(TRY IT)
Report every line of the records beneath this task that holds the string "text".

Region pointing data
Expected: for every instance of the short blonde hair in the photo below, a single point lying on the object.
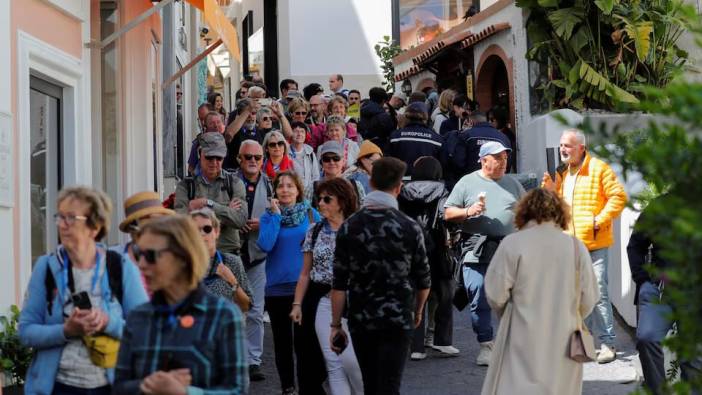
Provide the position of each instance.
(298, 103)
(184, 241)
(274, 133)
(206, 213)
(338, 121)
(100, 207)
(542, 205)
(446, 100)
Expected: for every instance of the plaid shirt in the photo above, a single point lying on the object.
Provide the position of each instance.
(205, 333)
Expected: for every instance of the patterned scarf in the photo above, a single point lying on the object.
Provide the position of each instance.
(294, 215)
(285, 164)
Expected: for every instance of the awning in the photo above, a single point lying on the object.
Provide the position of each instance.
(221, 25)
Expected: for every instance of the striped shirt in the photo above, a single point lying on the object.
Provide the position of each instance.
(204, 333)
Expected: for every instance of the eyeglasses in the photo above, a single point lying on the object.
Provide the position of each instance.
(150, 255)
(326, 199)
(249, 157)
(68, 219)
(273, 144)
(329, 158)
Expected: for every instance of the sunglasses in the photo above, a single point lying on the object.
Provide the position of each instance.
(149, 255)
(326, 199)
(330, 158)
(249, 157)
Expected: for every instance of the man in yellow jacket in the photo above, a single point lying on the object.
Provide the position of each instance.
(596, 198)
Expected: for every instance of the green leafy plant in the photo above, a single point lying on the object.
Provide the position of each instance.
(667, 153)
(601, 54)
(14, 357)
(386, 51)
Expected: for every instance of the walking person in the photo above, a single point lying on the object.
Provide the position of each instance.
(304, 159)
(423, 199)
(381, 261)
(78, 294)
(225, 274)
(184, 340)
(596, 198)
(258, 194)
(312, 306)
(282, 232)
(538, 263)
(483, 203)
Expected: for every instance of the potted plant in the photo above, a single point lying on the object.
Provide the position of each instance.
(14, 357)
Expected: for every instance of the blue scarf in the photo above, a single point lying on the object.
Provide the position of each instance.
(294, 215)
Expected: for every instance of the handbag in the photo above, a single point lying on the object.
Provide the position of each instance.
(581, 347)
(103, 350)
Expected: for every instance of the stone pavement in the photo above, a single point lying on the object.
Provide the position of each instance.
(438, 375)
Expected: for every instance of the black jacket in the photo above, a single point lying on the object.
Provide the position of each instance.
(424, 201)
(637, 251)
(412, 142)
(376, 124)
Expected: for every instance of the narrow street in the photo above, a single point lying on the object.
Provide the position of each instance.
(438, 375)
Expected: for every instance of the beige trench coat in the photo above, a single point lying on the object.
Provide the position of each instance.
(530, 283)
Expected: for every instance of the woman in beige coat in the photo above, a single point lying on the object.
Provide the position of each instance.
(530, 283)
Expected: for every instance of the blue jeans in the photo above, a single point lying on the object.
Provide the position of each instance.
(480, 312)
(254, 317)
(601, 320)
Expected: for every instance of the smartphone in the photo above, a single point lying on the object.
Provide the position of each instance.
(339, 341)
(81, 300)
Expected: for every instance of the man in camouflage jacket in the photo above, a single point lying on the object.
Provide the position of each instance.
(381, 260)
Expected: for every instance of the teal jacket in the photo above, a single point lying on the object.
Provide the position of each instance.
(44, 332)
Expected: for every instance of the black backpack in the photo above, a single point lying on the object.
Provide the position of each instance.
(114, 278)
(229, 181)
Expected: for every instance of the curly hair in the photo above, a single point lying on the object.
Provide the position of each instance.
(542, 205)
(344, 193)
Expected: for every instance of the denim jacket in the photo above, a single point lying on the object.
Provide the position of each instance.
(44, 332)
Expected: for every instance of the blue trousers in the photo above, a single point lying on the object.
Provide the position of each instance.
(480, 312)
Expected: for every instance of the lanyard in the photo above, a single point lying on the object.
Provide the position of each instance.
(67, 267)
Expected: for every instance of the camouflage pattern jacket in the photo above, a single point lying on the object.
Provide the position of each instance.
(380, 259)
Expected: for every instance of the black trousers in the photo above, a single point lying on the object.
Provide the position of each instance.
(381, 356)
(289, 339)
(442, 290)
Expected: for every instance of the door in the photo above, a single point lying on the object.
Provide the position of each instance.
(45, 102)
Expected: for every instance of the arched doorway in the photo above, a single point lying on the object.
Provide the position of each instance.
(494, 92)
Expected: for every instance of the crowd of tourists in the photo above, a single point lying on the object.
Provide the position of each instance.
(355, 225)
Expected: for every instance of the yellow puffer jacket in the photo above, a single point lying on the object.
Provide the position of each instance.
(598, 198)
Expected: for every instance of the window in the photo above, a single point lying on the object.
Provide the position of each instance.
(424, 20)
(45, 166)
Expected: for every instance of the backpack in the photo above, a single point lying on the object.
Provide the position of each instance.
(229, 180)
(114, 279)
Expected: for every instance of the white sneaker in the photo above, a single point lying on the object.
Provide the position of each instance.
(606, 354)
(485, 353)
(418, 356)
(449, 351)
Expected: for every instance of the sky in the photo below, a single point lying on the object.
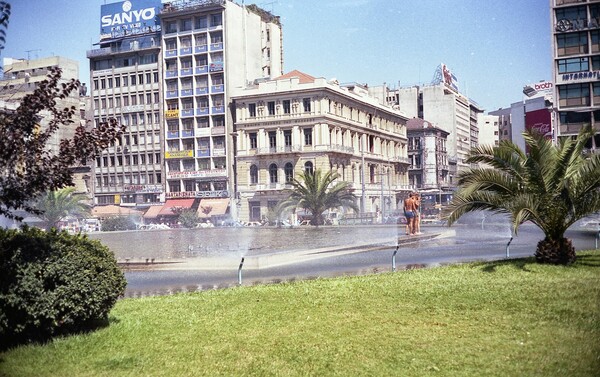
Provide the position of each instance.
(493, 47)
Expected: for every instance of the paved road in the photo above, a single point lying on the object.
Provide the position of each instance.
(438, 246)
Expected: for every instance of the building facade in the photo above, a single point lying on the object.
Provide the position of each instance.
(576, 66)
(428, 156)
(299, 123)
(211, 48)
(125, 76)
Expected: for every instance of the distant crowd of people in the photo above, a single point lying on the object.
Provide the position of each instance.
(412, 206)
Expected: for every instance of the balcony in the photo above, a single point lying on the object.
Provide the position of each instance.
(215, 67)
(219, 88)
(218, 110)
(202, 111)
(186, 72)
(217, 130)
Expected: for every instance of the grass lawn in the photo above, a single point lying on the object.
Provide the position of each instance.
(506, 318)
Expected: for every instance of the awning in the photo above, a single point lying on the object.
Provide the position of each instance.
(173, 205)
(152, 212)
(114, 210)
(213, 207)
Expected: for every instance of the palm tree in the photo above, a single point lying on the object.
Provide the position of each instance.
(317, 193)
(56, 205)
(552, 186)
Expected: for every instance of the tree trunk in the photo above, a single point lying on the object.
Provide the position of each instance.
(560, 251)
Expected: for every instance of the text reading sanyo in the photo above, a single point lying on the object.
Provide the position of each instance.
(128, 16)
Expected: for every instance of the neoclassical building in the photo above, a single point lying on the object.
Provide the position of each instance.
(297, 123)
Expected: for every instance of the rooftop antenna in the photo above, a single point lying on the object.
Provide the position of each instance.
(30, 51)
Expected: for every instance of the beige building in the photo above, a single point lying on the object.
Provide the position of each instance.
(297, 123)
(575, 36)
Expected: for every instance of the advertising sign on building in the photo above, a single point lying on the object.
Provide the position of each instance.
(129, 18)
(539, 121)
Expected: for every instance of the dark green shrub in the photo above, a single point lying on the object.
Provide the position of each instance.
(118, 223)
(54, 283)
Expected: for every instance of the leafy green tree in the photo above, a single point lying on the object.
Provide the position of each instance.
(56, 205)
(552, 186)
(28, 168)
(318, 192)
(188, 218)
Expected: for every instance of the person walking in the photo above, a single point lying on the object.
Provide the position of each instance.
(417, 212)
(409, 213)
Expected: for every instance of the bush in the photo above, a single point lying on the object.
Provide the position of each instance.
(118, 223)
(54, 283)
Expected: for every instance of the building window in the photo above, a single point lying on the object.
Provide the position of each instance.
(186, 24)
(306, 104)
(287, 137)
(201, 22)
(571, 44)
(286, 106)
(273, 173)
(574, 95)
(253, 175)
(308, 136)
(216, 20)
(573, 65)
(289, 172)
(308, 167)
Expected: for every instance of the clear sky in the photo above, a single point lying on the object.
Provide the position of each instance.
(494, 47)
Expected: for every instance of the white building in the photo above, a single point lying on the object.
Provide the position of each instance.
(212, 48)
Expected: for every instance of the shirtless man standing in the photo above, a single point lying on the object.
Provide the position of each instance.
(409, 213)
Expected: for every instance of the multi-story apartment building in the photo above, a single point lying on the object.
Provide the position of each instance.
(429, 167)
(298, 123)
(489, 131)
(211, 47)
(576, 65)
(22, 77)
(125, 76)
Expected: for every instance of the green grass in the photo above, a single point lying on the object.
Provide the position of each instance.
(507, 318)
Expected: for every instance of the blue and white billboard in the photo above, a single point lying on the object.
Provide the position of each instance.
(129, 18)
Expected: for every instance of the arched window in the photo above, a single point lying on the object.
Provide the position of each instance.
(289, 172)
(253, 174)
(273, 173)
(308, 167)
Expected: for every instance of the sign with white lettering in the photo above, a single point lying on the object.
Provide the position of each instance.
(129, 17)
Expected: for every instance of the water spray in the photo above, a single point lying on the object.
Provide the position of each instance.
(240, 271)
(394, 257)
==
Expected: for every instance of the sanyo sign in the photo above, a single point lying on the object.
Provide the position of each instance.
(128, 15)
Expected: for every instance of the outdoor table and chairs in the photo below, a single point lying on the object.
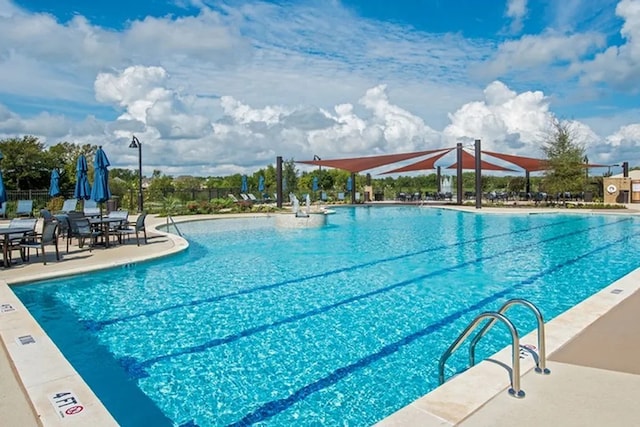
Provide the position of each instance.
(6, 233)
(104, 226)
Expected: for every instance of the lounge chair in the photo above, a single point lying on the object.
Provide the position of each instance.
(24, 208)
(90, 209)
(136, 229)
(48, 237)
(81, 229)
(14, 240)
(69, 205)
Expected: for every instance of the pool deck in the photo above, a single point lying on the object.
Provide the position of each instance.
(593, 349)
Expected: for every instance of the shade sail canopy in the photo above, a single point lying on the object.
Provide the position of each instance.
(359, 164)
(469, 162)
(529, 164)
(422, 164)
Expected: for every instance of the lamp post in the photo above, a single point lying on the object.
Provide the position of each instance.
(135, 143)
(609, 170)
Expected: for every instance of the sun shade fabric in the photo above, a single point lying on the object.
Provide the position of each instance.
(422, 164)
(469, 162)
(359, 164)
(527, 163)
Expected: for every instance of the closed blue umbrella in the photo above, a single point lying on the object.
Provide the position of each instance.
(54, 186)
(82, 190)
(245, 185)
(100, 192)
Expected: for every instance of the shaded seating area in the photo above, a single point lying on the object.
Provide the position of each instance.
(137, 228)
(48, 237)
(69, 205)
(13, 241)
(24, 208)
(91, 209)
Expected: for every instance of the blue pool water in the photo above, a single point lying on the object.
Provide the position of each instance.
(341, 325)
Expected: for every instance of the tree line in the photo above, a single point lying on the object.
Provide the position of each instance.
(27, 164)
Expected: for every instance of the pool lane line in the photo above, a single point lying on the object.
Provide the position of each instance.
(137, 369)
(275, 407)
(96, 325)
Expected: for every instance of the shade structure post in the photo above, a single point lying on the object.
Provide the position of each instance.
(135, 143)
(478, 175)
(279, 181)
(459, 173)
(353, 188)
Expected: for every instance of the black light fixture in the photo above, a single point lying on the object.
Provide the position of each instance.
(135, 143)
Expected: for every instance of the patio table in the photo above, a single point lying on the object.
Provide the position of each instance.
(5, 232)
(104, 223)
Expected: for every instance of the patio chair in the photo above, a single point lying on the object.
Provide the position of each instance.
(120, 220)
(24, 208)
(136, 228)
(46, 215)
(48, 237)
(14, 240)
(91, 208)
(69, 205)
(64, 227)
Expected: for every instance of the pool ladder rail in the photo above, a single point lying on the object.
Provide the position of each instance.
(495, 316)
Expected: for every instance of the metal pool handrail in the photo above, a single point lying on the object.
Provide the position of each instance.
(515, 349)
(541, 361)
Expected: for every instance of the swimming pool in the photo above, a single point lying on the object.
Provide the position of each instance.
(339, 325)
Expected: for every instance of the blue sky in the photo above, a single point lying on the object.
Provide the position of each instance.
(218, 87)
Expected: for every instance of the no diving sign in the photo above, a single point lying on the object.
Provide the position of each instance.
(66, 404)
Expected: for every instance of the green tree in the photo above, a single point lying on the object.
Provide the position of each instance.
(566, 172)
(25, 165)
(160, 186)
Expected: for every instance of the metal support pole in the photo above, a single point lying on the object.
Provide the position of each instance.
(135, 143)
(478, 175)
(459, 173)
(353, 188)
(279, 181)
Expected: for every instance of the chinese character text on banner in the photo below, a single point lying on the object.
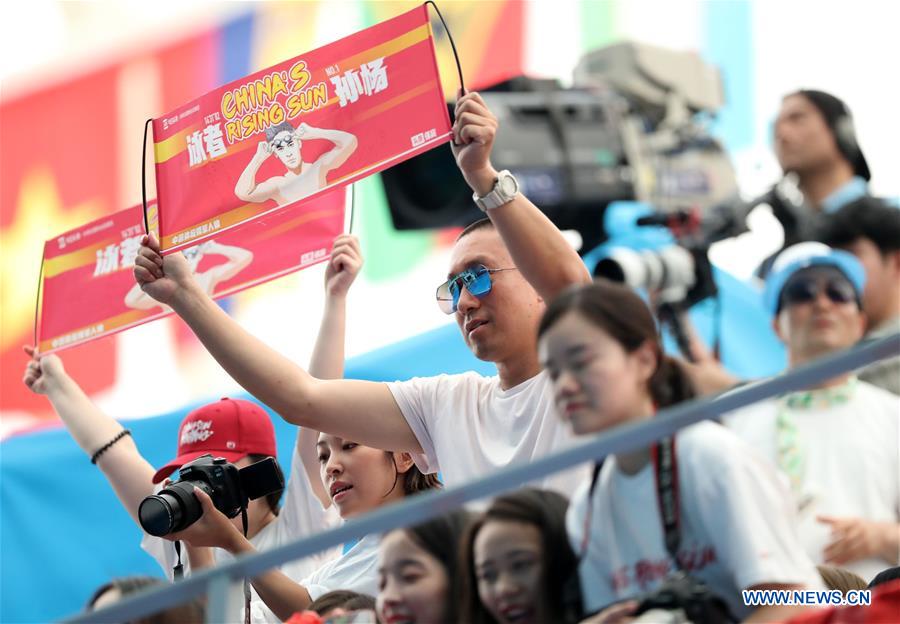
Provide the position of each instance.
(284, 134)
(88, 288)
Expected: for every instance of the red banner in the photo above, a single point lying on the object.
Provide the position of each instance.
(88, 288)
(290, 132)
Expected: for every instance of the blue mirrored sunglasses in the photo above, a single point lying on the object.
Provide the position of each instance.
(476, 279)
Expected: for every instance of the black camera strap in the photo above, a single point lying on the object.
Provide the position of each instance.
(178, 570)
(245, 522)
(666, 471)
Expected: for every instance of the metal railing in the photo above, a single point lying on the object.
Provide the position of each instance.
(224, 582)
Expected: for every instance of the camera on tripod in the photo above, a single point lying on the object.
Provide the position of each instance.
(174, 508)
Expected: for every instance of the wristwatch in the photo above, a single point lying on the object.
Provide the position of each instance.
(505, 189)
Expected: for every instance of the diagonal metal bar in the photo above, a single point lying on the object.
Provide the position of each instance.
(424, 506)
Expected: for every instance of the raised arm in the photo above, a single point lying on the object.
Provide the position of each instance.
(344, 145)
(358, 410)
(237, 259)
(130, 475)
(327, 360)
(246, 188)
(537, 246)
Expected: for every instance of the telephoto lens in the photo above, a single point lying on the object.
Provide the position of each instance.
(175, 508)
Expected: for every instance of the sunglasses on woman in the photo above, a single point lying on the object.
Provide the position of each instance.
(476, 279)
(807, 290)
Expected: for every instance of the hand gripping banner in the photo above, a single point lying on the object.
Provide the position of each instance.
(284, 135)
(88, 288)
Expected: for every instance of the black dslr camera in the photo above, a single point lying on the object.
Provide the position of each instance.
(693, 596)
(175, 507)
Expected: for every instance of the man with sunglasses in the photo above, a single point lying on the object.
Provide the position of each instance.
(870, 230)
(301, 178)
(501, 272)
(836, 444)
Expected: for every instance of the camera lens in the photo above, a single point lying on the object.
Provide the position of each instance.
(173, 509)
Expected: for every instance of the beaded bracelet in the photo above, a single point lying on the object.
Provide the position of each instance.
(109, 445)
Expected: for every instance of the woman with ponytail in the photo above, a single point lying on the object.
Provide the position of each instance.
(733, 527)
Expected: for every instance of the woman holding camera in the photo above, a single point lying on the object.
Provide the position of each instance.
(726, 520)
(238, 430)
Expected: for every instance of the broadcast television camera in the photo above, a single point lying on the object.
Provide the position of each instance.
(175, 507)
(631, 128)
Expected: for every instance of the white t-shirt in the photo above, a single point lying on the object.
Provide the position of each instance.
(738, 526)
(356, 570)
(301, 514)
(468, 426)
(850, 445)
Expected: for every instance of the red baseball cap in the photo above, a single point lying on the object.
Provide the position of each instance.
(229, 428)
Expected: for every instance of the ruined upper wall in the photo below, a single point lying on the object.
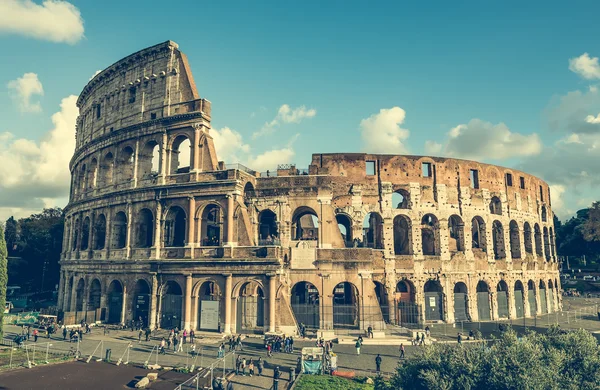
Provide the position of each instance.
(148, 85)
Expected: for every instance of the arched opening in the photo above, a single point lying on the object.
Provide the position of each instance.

(ANSWER)
Expected: for every instance of the text reading sanyo in the photo above, a single point lying on the object.
Expected: for every instance of the chinese character text on banner in the photo below, a single point lying on the object.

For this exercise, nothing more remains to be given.